## EXCERTO PARA LEITURA
::::::
8. 1. Do juízo de inconstitucionalidade formulado pelo Tribunal Constitucional no seu acórdão n.º 268/2022, de 19/04/2022, não decorre (retroativamente) qualquer nulidade insanável, ex vi do preceituado no artigo 126.º, n.º 3, do Código de Processo Penal, ou proibição de aquisição de prova relativamente às situações em que as autoridades responsáveis pela investigação criminal tivessem já, legitimamente, acedido a dados retidos por força da obrigação imposta pelo n.º 1 do artigo 4.º da Lei n.º 32/2008, de 17 de julho, agora tida por contrária à Lei Fundamental (talvez melhor, ao complexo normativo em que aquele aresto fundou o resultado a que chegou).
9. Conforme decorre do preceituado no artigo 282.º da Constituição da República Portuguesa (doravante, apenas Constituição), «[a] declaração de inconstitucionalidade ou de ilegalidade com força obrigatória geral produz efeitos desde a entrada em vigor da norma declarada inconstitucional ou ilegal e determina a repristinação das normas que ela, eventualmente, haja revogado» (n.º 1), não colocando, contudo, em causa «os casos julgados» (n.º 3; isto, naturalmente, sem prejuízo das exceções previstas tanto nesta norma como no subsequente n.º 4).
::::::
## ITENS
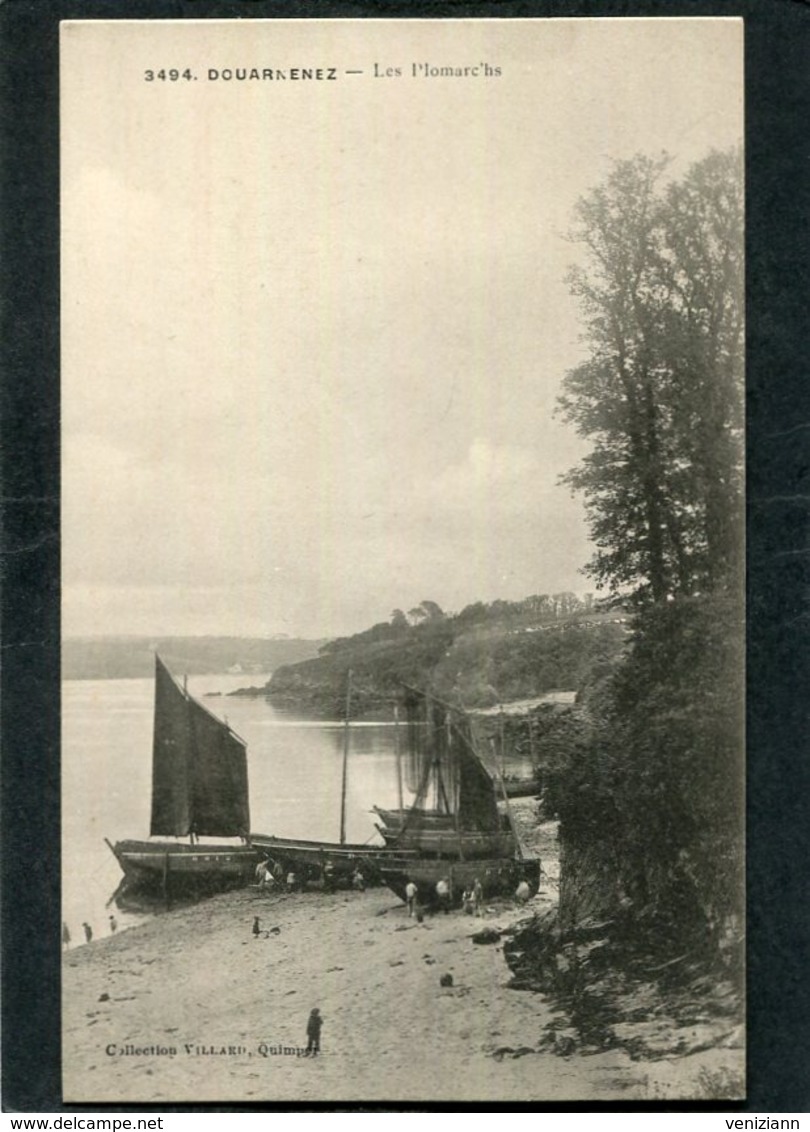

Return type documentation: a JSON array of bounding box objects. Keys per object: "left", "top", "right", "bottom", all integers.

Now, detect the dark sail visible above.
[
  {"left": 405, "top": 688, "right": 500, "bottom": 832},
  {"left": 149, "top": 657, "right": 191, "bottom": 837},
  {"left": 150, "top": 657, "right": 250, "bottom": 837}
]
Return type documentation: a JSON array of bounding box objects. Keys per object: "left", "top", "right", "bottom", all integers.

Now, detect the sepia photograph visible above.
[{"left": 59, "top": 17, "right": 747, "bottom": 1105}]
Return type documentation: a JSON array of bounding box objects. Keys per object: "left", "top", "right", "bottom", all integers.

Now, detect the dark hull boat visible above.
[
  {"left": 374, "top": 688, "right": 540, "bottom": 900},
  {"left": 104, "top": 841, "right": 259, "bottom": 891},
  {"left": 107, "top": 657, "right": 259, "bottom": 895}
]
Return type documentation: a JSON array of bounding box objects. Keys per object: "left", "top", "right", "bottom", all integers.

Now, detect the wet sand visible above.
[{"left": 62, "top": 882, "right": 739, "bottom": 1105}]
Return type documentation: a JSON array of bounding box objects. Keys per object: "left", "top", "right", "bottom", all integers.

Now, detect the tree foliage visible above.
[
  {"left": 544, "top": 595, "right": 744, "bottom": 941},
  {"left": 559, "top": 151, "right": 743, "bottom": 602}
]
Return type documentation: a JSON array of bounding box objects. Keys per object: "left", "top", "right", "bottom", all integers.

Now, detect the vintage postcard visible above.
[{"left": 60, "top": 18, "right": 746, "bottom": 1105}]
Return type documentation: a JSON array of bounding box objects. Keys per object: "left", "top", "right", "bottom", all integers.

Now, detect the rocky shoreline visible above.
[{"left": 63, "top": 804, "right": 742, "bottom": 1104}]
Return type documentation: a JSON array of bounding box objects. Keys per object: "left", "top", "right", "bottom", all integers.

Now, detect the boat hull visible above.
::::::
## OBJETIVOS
**A.** Responda a partir do excerto sobre o acórdão n.º 268/2022:
(i) Em que data foi proferido o acórdão n.º 268/2022 do Tribunal Constitucional?
(ii) Que lei impôs, no n.º 1 do seu artigo 4.º, a obrigação de retenção de dados?
(iii) Segundo o artigo 282.º da Constituição, desde quando produz efeitos a declaração de inconstitucionalidade com força obrigatória geral?
**B.** Prossiga o excerto sobre o acórdão n.º 268/2022 a partir do ponto em que termina.

## RESPOSTAS
**A.**
(i) Em 19/04/2022.
(ii) A Lei n.º 32/2008, de 17 de julho.
(iii) Desde a entrada em vigor da norma declarada inconstitucional ou ilegal.

**B.**
10. Pese embora seja questão longe de pacífica (cf., para uma síntese das posições em confronto, Rui Medeiros, A decisão de inconstitucionalidade, págs. 620 e segs.: Id., em anotação ao artigo 282.º da Constituição, em Jorge Miranda/Rui Medeiros, Constituição Portuguesa Anotada, vol. III, 2.ª ed., págs. 731 e segs., especialmente 738 e segs.), propendemos, por razões de salvaguarda da estabilidade das decisões judiciais (ainda que «interlocutórias») e correspondente unidade e harmonia do próprio procedimento criminal, bem como de segurança jurídica, a considerar que também quanto a atos processuais cujos efeitos se mostram já inteiramente esgotados anteriormente à declaração de inconstitucionalidade com força obrigatória geral de norma que habilitou (ou, como no caso vertente, «contribuiu» para) a sua prática (portanto, relativamente a situações jusprocessuais já estabilizadas), se aplica o limite constitucionalmente previsto à eficácia retroativa dessa mesma declaração, sobretudo quando, como aqui, ela não abrange a legitimidade de acesso e utilização de quaisquer (meta)dados para efeitos de investigação criminal, per se, mas tão-só um regime legal especial de conservação desses mesmos (meta)dados, meramente ancilar – ou assim concebido – da atividade investigatória das autoridades policiais.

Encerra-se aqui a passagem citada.